┌─ ТЕКСТ ДЛЯ ЧТЕНИЯ

Посвященный как будто одним фермам Гау, труд Журавского содержал в себе, однако, выводы и обобщения, которые распространялись на все вообще мосты раскосной системы, занявшие первенствующее место в железнодорожном строительстве.
Подобным же образом осуществил Журавский постройку знаменитого металлического шпиля собора Петропавловской крепости в Петербурге взамен прежнего, деревянного. Приступая к этой работе, Журавский должен был найти способ вычисления усилий в составных частях пирамидального остова шпиля. Путем опытов над моделями Дмитрий Иванович выяснил характер напряжений в тонкой стенке сгибающейся металлической двутавровой балки и первый в мире обнаружил явление так называемого косого скалывания.
Разработкой теории сквозных пирамидальных конструкций Журавский намного опередил заграницу: там занялись этим вопросом лишь в конце прошлого века.
Петропавловский шпиль – одна из достопримечательностей Петербурга – создал Журавскому славу и популярность. Он был произведен в чин полковника, а затем назначен членом совета Главного общества российских железных дорог.
В историю русского железнодорожного строительства Журавский вошел не только как замечательный мостостроитель. При удивительном своем добродушии, «стараясь добираться во всем до корня вещей», Дмитрий Иванович оказался прекрасным администратором и хозяйственником. Его статьи по вопросам строительства русских железных дорог обнаруживают у автора и глубокое знание предмета и полнейшую независимость взглядов. Не стесняясь отвергать укоренившиеся в Западной Европе идеи, неприложимые в России, он указал целый ряд наивыгоднейших направлений железнодорожных линий и имел удовольствие еще при жизни убедиться, что его предсказания оправдались в полной мере.

└─

#### ПОСТАВЛЕННАЯ ЗАДАЧА 1:
Продублируйте дословно фрагмент текста о Журавском, начиная со слов «Подобным же образом» и далее вплоть до слов «называемого косого скалывания.».
#### ПОСТАВЛЕННАЯ ЗАДАЧА 2:
В какой чин был произведён Журавский, согласно тексту о нём?
#### ПОСТАВЛЕННАЯ ЗАДАЧА 3:
Переведите на английский язык предложение из текста о Журавском: «Разработкой теории сквозных пирамидальных конструкций Журавский намного опередил заграницу: там занялись этим вопросом лишь в конце прошлого века».
Данные представляют собой отдельный материал.

┌─ СОХРАНЁННЫЕ ДАННЫЕ

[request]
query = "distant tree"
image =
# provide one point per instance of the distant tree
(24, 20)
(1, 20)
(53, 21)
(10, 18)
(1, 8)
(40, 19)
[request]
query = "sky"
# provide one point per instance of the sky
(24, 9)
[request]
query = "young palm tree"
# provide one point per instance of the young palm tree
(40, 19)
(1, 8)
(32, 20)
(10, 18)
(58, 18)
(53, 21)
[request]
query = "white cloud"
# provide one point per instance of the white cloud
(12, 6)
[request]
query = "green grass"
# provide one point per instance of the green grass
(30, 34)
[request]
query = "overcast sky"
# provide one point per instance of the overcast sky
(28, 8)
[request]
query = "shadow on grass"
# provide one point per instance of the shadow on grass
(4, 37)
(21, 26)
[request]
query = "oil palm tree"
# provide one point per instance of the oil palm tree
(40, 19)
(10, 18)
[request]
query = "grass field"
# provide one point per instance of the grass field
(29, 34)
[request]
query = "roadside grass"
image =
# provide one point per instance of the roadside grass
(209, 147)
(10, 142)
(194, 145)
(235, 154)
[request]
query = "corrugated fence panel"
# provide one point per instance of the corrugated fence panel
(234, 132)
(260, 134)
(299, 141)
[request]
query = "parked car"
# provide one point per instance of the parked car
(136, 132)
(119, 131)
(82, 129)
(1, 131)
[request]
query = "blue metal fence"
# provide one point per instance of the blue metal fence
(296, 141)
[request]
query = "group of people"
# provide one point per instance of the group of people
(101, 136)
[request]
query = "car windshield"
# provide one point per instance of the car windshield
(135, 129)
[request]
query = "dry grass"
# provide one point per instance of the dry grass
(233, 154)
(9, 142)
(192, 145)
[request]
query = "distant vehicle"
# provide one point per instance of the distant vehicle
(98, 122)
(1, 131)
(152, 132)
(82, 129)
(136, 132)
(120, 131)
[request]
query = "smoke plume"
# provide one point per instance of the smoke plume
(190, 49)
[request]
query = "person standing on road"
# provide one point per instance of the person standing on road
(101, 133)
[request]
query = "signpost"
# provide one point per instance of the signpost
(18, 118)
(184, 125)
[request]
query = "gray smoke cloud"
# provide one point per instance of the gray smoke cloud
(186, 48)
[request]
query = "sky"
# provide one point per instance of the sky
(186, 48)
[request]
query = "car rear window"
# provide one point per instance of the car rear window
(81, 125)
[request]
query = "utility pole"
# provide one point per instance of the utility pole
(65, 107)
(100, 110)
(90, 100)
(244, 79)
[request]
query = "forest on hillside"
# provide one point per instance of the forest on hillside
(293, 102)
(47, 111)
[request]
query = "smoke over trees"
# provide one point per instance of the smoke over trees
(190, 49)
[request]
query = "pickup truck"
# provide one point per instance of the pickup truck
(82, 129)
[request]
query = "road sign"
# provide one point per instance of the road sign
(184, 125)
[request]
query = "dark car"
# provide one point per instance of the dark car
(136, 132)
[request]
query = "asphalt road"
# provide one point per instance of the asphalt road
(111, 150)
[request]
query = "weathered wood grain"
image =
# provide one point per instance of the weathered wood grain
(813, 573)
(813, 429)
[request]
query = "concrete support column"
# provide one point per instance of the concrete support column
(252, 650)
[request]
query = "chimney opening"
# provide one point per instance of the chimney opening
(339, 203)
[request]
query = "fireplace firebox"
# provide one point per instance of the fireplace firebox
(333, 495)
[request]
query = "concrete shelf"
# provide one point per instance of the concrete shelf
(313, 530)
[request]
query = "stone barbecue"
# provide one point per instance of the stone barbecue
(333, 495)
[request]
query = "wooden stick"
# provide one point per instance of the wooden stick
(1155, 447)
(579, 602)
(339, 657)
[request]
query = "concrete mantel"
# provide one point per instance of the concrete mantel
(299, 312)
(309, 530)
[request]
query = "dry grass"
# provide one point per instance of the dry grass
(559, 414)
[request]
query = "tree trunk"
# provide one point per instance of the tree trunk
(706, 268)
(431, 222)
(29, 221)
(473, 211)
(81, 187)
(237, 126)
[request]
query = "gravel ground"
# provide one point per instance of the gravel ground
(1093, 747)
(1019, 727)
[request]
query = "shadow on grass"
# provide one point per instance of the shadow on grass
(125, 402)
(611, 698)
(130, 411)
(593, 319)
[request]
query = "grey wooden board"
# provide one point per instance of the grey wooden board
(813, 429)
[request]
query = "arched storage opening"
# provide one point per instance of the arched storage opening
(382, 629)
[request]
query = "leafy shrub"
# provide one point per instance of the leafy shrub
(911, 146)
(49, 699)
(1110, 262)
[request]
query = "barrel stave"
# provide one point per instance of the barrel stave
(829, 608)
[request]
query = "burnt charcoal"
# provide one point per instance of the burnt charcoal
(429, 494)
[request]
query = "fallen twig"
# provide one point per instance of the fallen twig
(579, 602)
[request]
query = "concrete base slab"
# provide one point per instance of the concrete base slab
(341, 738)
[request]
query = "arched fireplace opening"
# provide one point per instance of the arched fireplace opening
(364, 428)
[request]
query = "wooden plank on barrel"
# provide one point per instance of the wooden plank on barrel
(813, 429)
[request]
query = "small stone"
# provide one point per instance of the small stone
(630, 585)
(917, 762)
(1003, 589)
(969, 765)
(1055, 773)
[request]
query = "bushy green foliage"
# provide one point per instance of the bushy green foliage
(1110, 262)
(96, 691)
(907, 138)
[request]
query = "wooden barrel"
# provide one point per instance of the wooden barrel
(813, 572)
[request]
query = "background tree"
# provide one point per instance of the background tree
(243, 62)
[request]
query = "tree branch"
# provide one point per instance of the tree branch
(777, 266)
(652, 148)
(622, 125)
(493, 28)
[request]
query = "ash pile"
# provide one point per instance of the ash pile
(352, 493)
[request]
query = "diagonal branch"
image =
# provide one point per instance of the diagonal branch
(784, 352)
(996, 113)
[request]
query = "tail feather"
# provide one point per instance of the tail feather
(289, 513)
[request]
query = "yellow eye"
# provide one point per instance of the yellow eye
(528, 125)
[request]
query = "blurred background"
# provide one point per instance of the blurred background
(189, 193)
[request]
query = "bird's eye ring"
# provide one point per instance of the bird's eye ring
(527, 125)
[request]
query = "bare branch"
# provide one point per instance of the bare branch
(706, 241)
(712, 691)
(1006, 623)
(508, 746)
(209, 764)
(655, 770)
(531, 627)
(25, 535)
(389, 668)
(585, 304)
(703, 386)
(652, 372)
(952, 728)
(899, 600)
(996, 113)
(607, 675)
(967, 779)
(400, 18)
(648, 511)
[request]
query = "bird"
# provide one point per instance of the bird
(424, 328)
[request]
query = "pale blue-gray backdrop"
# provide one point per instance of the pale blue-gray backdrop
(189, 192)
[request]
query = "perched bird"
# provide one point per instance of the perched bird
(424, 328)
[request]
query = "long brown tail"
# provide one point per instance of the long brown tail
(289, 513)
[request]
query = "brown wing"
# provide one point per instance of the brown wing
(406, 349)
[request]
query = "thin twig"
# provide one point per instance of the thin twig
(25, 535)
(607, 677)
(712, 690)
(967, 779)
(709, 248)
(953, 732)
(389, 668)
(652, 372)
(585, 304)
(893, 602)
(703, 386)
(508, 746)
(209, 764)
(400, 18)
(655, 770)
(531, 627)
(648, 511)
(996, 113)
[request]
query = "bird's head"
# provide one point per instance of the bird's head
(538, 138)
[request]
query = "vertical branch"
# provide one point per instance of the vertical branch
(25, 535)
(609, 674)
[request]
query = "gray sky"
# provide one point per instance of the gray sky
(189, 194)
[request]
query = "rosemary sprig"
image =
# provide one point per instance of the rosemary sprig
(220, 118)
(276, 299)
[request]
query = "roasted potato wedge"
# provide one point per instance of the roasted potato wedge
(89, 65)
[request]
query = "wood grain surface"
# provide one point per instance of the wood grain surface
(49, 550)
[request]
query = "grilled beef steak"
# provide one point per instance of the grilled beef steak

└─

#### ГОТОВЫЙ ОТВЕТ 1:
Подобным же образом осуществил Журавский постройку знаменитого металлического шпиля собора Петропавловской крепости в Петербурге взамен прежнего, деревянного. Приступая к этой работе, Журавский должен был найти способ вычисления усилий в составных частях пирамидального остова шпиля. Путем опытов над моделями Дмитрий Иванович выяснил характер напряжений в тонкой стенке сгибающейся металлической двутавровой балки и первый в мире обнаружил явление так называемого косого скалывания.

#### ГОТОВЫЙ ОТВЕТ 2:
Журавский был произведён в чин полковника.

#### ГОТОВЫЙ ОТВЕТ 3:
By developing the theory of open-web pyramidal structures, Zhuravsky got far ahead of foreign countries: there, this question was taken up only at the end of the last century.